Pick out every line in the entries below that contains the word "water", and copy each one.

## Begin Data provided

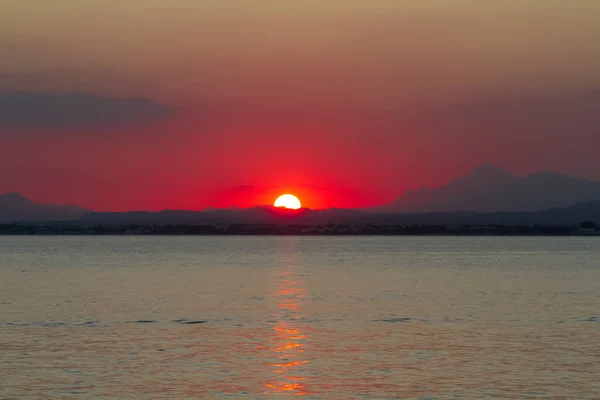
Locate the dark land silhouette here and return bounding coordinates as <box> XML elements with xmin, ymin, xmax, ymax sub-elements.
<box><xmin>0</xmin><ymin>164</ymin><xmax>600</xmax><ymax>234</ymax></box>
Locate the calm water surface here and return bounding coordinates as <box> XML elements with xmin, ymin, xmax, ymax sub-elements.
<box><xmin>0</xmin><ymin>237</ymin><xmax>600</xmax><ymax>399</ymax></box>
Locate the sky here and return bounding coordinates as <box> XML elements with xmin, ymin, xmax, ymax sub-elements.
<box><xmin>0</xmin><ymin>0</ymin><xmax>600</xmax><ymax>211</ymax></box>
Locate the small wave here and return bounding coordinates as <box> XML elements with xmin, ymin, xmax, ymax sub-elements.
<box><xmin>173</xmin><ymin>318</ymin><xmax>208</xmax><ymax>325</ymax></box>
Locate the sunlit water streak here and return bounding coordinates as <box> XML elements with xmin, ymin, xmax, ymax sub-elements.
<box><xmin>0</xmin><ymin>237</ymin><xmax>600</xmax><ymax>400</ymax></box>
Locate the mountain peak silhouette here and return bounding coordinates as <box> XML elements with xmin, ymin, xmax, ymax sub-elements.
<box><xmin>0</xmin><ymin>192</ymin><xmax>90</xmax><ymax>222</ymax></box>
<box><xmin>383</xmin><ymin>163</ymin><xmax>600</xmax><ymax>213</ymax></box>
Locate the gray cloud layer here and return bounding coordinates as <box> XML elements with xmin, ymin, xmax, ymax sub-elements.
<box><xmin>0</xmin><ymin>91</ymin><xmax>174</xmax><ymax>128</ymax></box>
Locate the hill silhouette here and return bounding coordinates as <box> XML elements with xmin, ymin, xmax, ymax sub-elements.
<box><xmin>0</xmin><ymin>193</ymin><xmax>90</xmax><ymax>222</ymax></box>
<box><xmin>382</xmin><ymin>163</ymin><xmax>600</xmax><ymax>213</ymax></box>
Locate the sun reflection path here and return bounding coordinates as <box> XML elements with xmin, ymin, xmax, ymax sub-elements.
<box><xmin>265</xmin><ymin>245</ymin><xmax>309</xmax><ymax>396</ymax></box>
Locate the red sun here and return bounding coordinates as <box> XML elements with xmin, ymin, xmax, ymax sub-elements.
<box><xmin>273</xmin><ymin>194</ymin><xmax>302</xmax><ymax>210</ymax></box>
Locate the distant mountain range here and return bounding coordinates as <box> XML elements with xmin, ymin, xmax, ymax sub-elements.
<box><xmin>0</xmin><ymin>193</ymin><xmax>90</xmax><ymax>222</ymax></box>
<box><xmin>72</xmin><ymin>200</ymin><xmax>600</xmax><ymax>226</ymax></box>
<box><xmin>382</xmin><ymin>164</ymin><xmax>600</xmax><ymax>213</ymax></box>
<box><xmin>0</xmin><ymin>164</ymin><xmax>600</xmax><ymax>225</ymax></box>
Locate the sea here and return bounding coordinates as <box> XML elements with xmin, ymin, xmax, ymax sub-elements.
<box><xmin>0</xmin><ymin>236</ymin><xmax>600</xmax><ymax>400</ymax></box>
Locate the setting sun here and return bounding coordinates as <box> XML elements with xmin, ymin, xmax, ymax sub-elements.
<box><xmin>273</xmin><ymin>194</ymin><xmax>302</xmax><ymax>210</ymax></box>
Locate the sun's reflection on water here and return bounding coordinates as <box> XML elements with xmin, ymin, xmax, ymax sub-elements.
<box><xmin>265</xmin><ymin>242</ymin><xmax>310</xmax><ymax>396</ymax></box>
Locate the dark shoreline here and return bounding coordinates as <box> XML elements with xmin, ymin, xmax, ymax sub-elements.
<box><xmin>0</xmin><ymin>223</ymin><xmax>600</xmax><ymax>236</ymax></box>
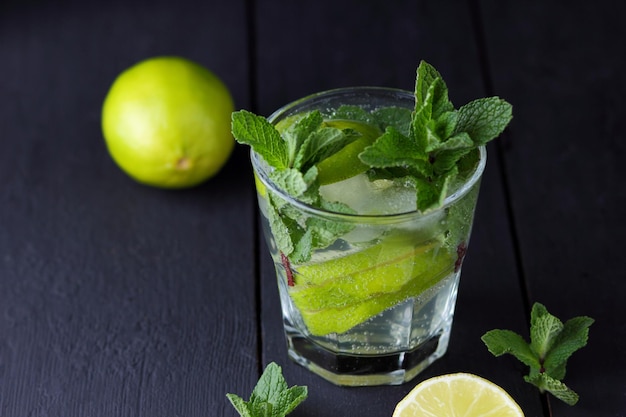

## End Data provided

→ **Answer for the task**
Locate the calm water surface here and return bounding coordinates as <box> XML elements with xmin, ymin, xmax, ymax sub-elements.
Locate the sunlit water streak here and return bounding coordinates as <box> XML elements with xmin, ymin, xmax, ymax sub-elements.
Locate the sun's reflection on water here and return bounding coordinates as <box> XML elements with xmin, ymin, xmax, ymax sub-elements.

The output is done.